= Task objective =
Give back all the data exactly, line by line.

⟨

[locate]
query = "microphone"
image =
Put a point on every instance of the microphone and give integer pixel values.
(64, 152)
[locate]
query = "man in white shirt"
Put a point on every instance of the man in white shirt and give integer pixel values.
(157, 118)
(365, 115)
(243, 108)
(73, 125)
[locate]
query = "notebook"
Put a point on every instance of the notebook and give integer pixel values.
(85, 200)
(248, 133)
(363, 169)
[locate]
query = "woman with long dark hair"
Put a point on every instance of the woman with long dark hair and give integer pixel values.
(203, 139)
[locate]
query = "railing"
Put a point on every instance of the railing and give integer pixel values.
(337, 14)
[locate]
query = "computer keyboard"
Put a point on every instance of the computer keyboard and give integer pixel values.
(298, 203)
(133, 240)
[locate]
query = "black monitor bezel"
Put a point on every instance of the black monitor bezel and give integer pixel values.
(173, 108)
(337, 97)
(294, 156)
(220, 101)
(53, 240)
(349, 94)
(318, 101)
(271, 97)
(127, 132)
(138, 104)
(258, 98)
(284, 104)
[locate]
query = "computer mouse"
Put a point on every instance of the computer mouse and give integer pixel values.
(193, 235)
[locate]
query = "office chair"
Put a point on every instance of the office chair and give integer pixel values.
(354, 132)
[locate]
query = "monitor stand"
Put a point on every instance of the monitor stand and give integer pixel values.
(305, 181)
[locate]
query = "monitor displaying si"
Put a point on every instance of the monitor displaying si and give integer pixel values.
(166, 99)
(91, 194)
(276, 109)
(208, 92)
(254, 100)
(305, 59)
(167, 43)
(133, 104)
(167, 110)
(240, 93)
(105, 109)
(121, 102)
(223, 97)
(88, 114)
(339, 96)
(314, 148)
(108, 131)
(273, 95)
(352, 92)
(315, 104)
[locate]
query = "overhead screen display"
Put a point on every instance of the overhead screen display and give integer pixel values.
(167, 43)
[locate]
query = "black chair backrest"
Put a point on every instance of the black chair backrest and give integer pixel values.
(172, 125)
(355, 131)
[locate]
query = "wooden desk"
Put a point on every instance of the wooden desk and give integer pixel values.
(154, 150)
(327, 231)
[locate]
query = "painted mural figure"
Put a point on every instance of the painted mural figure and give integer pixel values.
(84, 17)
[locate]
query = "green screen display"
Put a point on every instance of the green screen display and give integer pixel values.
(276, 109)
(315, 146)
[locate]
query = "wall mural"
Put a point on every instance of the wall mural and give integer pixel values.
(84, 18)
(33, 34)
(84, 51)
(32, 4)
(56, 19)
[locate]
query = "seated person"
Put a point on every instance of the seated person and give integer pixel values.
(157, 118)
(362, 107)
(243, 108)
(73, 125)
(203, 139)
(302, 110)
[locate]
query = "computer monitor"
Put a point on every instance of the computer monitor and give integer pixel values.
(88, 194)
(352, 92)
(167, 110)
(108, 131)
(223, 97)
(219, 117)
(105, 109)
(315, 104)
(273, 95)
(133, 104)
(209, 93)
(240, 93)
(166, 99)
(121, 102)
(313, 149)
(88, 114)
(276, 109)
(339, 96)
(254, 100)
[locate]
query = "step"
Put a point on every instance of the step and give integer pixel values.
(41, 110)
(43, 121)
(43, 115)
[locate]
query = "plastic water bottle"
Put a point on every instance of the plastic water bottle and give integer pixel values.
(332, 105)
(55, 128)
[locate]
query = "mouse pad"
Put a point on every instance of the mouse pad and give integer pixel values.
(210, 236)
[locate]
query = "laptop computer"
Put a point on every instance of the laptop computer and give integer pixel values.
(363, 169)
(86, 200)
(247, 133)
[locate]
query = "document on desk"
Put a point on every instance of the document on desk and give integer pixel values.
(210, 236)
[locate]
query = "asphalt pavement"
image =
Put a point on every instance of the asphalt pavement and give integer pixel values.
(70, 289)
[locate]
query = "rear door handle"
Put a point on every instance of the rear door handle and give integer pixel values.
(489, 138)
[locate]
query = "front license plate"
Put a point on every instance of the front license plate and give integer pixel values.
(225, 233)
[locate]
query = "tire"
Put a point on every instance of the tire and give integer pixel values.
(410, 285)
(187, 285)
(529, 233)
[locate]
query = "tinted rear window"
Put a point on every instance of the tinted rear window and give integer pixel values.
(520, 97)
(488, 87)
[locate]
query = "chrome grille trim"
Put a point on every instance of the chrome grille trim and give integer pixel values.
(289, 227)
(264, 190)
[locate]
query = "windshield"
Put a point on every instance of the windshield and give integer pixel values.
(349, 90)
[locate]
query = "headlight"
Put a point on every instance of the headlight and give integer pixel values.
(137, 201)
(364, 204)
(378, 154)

⟩

= Complete response =
[locate]
query = "microphone"
image =
Put a point on every instance of the microphone and give integer pixel values.
(64, 152)
[locate]
query = "man in white shirt"
Put a point on every instance of the man in white shirt and give integer pixel values.
(157, 118)
(365, 115)
(243, 108)
(73, 125)
[locate]
query = "notebook"
Put a point on every instance of the notebook and give integer pixel values.
(85, 200)
(248, 133)
(363, 169)
[locate]
query = "woman with long dark hair"
Put a point on every instance of the woman with long dark hair and give integer pixel values.
(203, 139)
[locate]
query = "railing"
Put a point on every instance of the railing and give integer pixel values.
(337, 14)
[locate]
query = "computer keyboard"
Put a point on every instance of the computer keyboard and give integer pixel values.
(298, 203)
(133, 240)
[locate]
query = "black monitor bezel"
Put a point on every instance of the black monitor bezel and give integer pixel values.
(173, 108)
(337, 97)
(294, 156)
(220, 101)
(53, 240)
(349, 94)
(318, 101)
(271, 97)
(127, 132)
(138, 104)
(258, 98)
(284, 104)
[locate]
query = "computer mouse"
Put a point on every instance of the computer mouse and give integer pixel values.
(193, 235)
[locate]
query = "office chair"
Put a point on every instance of the office chair and give integer pixel values.
(354, 132)
[locate]
query = "monitor stand"
Put a point on every instance of the monitor stand and give integer pixel values.
(305, 181)
[locate]
query = "monitor displaying si"
Put a point on every instance of the monitor displaying si and give integer pixel values.
(166, 99)
(91, 194)
(276, 109)
(208, 92)
(254, 100)
(305, 59)
(167, 43)
(133, 104)
(167, 110)
(240, 93)
(105, 109)
(121, 102)
(223, 97)
(88, 114)
(339, 96)
(314, 148)
(108, 131)
(273, 95)
(352, 92)
(315, 104)
[locate]
query = "overhead screen display"
Put a point on every instance of the overhead screen display and give integer pixel values.
(167, 43)
[locate]
query = "black chair backrest"
Put a point on every instance of the black chair backrest and give integer pixel values.
(172, 125)
(355, 131)
[locate]
query = "wooden desk"
Put a point on every instance of the wooden desk and give integer pixel values.
(154, 150)
(327, 231)
[locate]
query = "painted mural figure"
Put a point on every instance of the painted mural figure and give integer pixel values.
(84, 17)
[locate]
query = "green screen display"
Put a point on every instance of the green screen display and give integer pixel values.
(276, 109)
(315, 146)
[locate]
query = "wall mural"
Put a point on every instance of the wall mural and give integer pixel values.
(84, 18)
(33, 34)
(84, 51)
(32, 4)
(56, 19)
[locate]
query = "seated person"
Put a point on every instance of the seated person and give integer pixel values.
(157, 118)
(362, 107)
(243, 108)
(73, 125)
(203, 139)
(302, 110)
[locate]
query = "computer monitor"
Put a point on every instance of the computer monitor and give integer pixel values.
(88, 194)
(352, 92)
(167, 110)
(108, 131)
(223, 97)
(219, 117)
(105, 109)
(315, 104)
(273, 95)
(133, 104)
(209, 93)
(240, 93)
(166, 99)
(121, 102)
(313, 149)
(88, 114)
(276, 109)
(339, 96)
(254, 100)
[locate]
query = "step"
Put a point on every instance of the step and give integer pixel values.
(41, 110)
(43, 121)
(43, 115)
[locate]
query = "plastic water bottle"
Put a point on every instance of the plastic water bottle and give integer pixel values.
(332, 105)
(55, 128)
[locate]
query = "mouse pad"
Put a point on every instance of the mouse pad and give integer pixel values.
(210, 236)
[locate]
query = "laptop computer"
Put a point on every instance of the laptop computer and give integer pixel values.
(363, 169)
(86, 200)
(247, 133)
[locate]
query = "document on desk"
Put a point on every instance of the document on desk and give integer pixel values.
(210, 236)
[locate]
query = "asphalt pavement"
image =
Put a point on every instance of the asphalt pavement and give integer pixel values.
(70, 289)
[locate]
query = "rear door handle"
Put a point on every instance of the rear door handle and give integer pixel values.
(489, 138)
[locate]
query = "front license plate"
Put a point on every instance of the front license plate and give integer pixel values.
(225, 233)
[locate]
query = "tire"
Put a point on every instance of the tire and give integer pixel values.
(410, 285)
(187, 285)
(529, 233)
[locate]
query = "tinted rear window"
Put a point on every instance of the tinted rear window and give integer pixel values.
(520, 97)
(488, 87)
[locate]
query = "chrome grille trim"
Put a point on every instance of the chrome grille trim and give integer pixel values.
(289, 227)
(264, 190)
[locate]
query = "windshield"
Put a point on every instance of the windshield and give integer pixel values.
(349, 90)
[locate]
query = "headlight"
Put a point on every instance of the headlight and give integer pixel values.
(137, 201)
(364, 204)
(378, 154)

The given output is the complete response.